ECLI:NL:CRVB:2024:441

Centrale Raad van Beroep

Datum uitspraak
6 maart 2024
Publicatiedatum
6 maart 2024
Zaaknummer
23/623 WIA
Instantie
Centrale Raad van Beroep
Type
Uitspraak
Rechtsgebied
Bestuursrecht; Socialezekerheidsrecht
Procedures
  • Hoger beroep
Vindplaatsen
  • Rechtspraak.nl
AI samenvatting door LexboostAutomatisch gegenereerd

Weigering van WIA-uitkering op basis van arbeidsongeschiktheid en medische beoordeling

In deze zaak heeft de Centrale Raad van Beroep op 6 maart 2024 uitspraak gedaan in hoger beroep tegen de beslissing van de rechtbank Noord-Holland. De appellant, die voorheen als cargo officer werkte, had een WIA-uitkering aangevraagd na een operatie aan zijn rechterknie en een eerdere afwijzing van het Uwv. Het Uwv had in 2021 vastgesteld dat appellant minder dan 35% arbeidsongeschikt was, wat leidde tot de weigering van de uitkering. De rechtbank had het beroep van appellant tegen deze beslissing ongegrond verklaard, waarna appellant in hoger beroep ging.

Verstrekte gegevens:
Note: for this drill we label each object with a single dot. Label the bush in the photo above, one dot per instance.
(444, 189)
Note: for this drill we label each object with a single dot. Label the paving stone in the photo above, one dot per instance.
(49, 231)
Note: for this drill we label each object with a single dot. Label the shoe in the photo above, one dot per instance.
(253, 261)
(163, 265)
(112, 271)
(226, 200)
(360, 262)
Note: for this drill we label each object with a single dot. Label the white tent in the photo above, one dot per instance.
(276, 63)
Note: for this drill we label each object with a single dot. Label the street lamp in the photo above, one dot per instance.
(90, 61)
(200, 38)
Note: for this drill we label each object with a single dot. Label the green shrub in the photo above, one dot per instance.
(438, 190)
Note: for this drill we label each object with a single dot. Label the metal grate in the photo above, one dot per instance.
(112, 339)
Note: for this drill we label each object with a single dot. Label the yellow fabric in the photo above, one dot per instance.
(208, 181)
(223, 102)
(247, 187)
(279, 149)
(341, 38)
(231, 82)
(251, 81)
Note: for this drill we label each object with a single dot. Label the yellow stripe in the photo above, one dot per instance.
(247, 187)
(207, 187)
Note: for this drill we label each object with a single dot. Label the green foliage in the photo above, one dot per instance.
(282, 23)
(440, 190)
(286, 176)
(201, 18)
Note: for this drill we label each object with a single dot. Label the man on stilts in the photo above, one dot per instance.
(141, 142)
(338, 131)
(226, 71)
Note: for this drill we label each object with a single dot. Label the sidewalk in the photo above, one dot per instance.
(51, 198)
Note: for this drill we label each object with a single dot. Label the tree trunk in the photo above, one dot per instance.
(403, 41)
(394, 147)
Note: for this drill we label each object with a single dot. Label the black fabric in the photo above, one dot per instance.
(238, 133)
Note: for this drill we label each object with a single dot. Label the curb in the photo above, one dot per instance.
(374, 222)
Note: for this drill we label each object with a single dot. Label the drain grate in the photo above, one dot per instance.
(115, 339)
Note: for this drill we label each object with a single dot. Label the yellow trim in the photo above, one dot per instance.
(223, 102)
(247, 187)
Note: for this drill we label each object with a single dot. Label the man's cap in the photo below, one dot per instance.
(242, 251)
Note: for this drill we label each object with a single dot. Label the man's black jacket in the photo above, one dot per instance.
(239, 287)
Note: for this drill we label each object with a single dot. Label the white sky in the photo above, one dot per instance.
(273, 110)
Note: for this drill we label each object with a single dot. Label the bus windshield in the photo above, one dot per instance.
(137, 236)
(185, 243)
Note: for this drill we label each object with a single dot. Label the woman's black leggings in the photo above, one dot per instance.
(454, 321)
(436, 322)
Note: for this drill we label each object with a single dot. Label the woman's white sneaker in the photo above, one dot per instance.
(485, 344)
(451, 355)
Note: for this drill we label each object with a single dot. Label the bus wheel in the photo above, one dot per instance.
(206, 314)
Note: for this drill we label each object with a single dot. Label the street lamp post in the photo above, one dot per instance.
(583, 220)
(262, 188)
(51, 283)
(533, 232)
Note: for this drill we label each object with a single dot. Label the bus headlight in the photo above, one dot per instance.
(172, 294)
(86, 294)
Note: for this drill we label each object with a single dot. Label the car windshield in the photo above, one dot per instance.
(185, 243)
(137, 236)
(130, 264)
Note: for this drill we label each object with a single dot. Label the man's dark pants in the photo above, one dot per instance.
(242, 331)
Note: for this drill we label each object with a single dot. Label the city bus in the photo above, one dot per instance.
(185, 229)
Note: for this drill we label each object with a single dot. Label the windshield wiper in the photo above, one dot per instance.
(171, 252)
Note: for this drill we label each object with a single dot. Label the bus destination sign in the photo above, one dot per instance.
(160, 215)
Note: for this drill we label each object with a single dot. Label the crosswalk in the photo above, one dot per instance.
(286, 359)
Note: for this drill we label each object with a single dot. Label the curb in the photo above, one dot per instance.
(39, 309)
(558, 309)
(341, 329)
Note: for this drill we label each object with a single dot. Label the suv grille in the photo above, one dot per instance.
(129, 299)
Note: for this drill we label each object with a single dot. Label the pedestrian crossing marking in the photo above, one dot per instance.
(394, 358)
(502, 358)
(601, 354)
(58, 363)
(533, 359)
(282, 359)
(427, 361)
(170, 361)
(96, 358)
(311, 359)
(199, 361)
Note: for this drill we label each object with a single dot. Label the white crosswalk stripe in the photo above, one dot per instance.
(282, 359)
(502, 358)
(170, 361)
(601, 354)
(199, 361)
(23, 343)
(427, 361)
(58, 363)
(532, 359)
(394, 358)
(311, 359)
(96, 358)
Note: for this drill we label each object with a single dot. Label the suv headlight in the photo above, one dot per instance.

Uit te voeren taken:
1. Beantwoord over de passage over de WIA-zaak:
(a) Wat is het zaaknummer?
(b) Als wat werkte de appellant voorheen?
(c) Welk percentage arbeidsongeschiktheid stelde het Uwv in 2021 vast?
2. Hoe gaat de passage over de WIA-zaak verder? Schrijf het vervolg na de laatste zin.
De items vormen apart materiaal naast de passage over de WIA-zaak.

Antwoorden hieronder:
1.
(a) 23/623 WIA
(b) Als cargo officer
(c) Minder dan 35%

2.
De Raad beoordeelde of de rechtbank terecht het besluit van het Uwv in stand had gelaten. De Raad concludeerde dat het medisch onderzoek door de verzekeringsarts zorgvuldig was uitgevoerd en dat de medische beperkingen zoals vastgelegd in de Functionele Mogelijkhedenlijst (FML) van 28 oktober 2021 juist waren. Appellant had aangevoerd dat zijn beperkingen waren onderschat, maar de Raad oordeelde dat er geen nieuwe medische feiten waren die deze claim ondersteunden. De Raad bevestigde de uitspraak van de rechtbank en oordeelde dat appellant in staat was de aan de schatting ten grondslag gelegde functies te vervullen.

De uitspraak benadrukt het belang van een zorgvuldige medische beoordeling en de noodzaak voor appellanten om nieuwe, relevante medische informatie te overleggen die kan leiden tot een herbeoordeling van hun arbeidsongeschiktheid. De Raad heeft geen aanleiding gezien voor een proceskostenveroordeling.

Uitspraak

23/623 WIA
Centrale Raad van Beroep
Enkelvoudige kamer
Uitspraak op het hoger beroep tegen de uitspraak van de rechtbank Noord-Holland van 6 januari 2023, 21/6659 (aangevallen uitspraak)
Partijen:
[appellant] te [woonplaats] (appellant)
de Raad van bestuur van het Uitvoeringsinstituut werknemersverzekeringen (Uwv)
Datum uitspraak: 6 maart 2024
PROCESVERLOOP
Met een besluit van 19 april 2021 heeft het Uwv geweigerd appellant met ingang van 12 mei 2021 een uitkering op grond van de Wet werk en inkomen naar arbeidsvermogen (Wet WIA) toe te kennen. Appellant heeft daartegen bezwaar gemaakt, maar het Uwv is met een besluit van 1 november 2021 (bestreden besluit) bij de weigering van de uitkering gebleven.
Appellant heeft tegen dat besluit beroep ingesteld. De rechtbank heeft het beroep ongegrond verklaard.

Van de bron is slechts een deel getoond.